* Work to be completed:
Select and copy every line of the data below that contains the word "post". Case counts.

* Dataset records:
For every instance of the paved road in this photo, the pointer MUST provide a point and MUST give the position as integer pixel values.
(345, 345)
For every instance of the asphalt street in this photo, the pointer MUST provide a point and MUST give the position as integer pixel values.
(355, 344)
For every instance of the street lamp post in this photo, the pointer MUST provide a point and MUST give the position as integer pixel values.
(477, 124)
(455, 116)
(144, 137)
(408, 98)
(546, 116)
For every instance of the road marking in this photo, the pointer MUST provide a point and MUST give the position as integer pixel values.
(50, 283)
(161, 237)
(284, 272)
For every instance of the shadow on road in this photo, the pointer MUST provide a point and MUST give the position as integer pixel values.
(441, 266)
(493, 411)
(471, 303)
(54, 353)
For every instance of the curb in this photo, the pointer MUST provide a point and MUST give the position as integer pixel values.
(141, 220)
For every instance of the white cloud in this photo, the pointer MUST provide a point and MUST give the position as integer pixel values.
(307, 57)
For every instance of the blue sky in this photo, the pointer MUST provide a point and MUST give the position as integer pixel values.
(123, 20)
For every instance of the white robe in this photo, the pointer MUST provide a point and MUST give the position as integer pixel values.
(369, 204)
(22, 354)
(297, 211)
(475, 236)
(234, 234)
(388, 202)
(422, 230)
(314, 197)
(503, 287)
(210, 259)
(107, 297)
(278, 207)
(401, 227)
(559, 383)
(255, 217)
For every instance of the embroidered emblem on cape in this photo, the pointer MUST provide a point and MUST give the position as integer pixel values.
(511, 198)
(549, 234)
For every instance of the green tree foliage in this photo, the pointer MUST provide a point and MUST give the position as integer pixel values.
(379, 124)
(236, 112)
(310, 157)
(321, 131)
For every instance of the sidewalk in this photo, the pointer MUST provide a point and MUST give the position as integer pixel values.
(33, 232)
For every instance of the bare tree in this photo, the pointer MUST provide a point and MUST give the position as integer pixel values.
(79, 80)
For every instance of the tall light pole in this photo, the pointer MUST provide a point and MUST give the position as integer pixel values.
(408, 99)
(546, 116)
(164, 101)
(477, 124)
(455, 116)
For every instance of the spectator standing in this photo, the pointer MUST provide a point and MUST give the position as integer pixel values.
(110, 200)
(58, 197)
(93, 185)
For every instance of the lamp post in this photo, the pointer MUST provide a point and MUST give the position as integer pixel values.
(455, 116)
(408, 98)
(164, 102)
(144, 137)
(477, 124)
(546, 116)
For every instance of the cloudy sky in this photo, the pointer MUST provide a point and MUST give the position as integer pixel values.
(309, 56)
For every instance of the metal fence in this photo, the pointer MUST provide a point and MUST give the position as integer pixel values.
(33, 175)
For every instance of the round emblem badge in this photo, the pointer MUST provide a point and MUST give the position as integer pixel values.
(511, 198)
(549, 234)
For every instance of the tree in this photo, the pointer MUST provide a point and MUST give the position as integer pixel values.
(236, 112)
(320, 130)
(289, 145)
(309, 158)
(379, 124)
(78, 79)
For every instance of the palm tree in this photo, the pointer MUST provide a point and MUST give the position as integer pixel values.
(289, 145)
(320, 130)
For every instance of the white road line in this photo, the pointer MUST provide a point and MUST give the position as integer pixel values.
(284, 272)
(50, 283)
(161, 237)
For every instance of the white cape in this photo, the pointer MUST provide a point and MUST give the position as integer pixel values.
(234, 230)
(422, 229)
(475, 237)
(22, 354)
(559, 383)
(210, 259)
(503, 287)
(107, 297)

* * *

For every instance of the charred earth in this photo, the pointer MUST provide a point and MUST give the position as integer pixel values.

---

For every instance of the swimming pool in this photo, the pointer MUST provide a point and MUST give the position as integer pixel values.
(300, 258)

* Solution for this exercise:
For every instance of the street lamp post in this photo, the pointer MUST provide a point and MUST give the position as integer pixel values.
For every instance of the lamp post in this photo, the pointer MUST provide a point and MUST give the position as integer pixel values.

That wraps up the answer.